ЗАДАНИЕ 1 ->
Как перевести на английский язык предложение «Каждый раз в тех же нотных знаках вижу то, чего не видел раньше.» из интервью о Чайковском ниже?
ЗАДАНИЕ 2 ->
Повторите слово в слово часть интервью о Чайковском ниже: начните со слов «Это моя жизнь.» и закончите словами «были очень сильными.».

ВЫБРАННЫЙ ОТРЫВОК ->
● ● ● ●

18/05/2010

Владимир Федосеев: «Вся ценность – в звуке»

 

Александр Трушин (Журнал "Прямые инвестиции" №5\2010)

Исполнилось 80 лет старейшему оркестру России – Большому симфоническому оркестру имени Чайковского. Тридцать шесть лет им руководит один из величайших дирижеров современности Владимир Федосеев.

Одно из самых ярких моих музыкальных впечатлений – исполнение вами Четвертой симфонии Чайковского. Что для вас значит Чайковский?

Это моя жизнь. Я  его перелистываю, сообразуясь с моей жизнью. Каждый раз в тех же нотных знаках вижу то, чего не видел раньше. Добавляется опыт собственной жизни, и то, чего я раньше не знал о Чайковском. Я читал его  подлинные партитуры и клавиры, видел его руку, которая нервно  зачеркивала и переписывала ноты. Он всегда был неуверен в себе, застенчив, очень скромен в жизни, а все свои страсти выражал в  музыке. А страсти эти были очень сильными.

Почему-то считали и считают Чайковского сентиментальным. Помню времена, когда  у нас не принято был исполнять его пьесы из фортепианного цикла «Времена года» - якобы они примитивны и сентиментальны. Да нет же там никакой сентиментальности! Или возьмите  Шестую симфонию, последнее творение Чайковского. В нем он рассказал о жизни так глубоко, как  православный человек, не боялся смерти. Он прощался с земной жизнью без надрыва и слез. Там слышен очень ясный приход к вечности.  Поэтому меня смущало, когда на похоронах партийных деятелей в 70-х и 80-х годах в Колонном зале вынуждены были так играть эту музыку, чтобы выжимать слезу.

А откуда эта традиция идет?

От многих дирижеров. Может быть и от Эдуарда Направника. Чайковский последнюю часть Шестой симфонии  озаглавил так «Анданте ламентозо», что значит печально, в темпе спокойного шага. А Направник, исполняя симфонию после смерти Чайковского, зачеркнул первое слово и написал «Адажио ламентозо», то есть очень медленно. Получается совсем другое содержание. Поэтому я всегда стараюсь очищать Чайковского от сентиментальности, ему совершенно не свойственной, нужно стремиться  к простоте.

А вы помните, когда вам удавалось лучшее исполнение Чайковского?

Да, было два случая, которые я запомнил на всю жизнь. Первый – в Испании, мы играли Четвертую симфонию в поле, где обычно проходит коррида. Больше я так сыграть не смог, не могу объяснить, почему.

● ● ● ●

СОХРАНЁННЫЕ СТРОКИ ->
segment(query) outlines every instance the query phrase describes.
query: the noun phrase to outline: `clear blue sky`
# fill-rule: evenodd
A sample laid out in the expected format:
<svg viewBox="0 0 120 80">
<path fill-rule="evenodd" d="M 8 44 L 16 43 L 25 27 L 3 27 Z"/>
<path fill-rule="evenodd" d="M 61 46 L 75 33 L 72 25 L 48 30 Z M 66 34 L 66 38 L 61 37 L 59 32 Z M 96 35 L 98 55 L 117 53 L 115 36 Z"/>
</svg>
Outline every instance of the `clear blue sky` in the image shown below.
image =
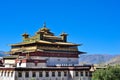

● ● ● ●

РЕЗУЛЬТАТ 1 ->
Each time, in the same notes, I see what I had not seen before.

РЕЗУЛЬТАТ 2 ->
Это моя жизнь. Я  его перелистываю, сообразуясь с моей жизнью. Каждый раз в тех же нотных знаках вижу то, чего не видел раньше. Добавляется опыт собственной жизни, и то, чего я раньше не знал о Чайковском. Я читал его  подлинные партитуры и клавиры, видел его руку, которая нервно  зачеркивала и переписывала ноты. Он всегда был неуверен в себе, застенчив, очень скромен в жизни, а все свои страсти выражал в  музыке. А страсти эти были очень сильными.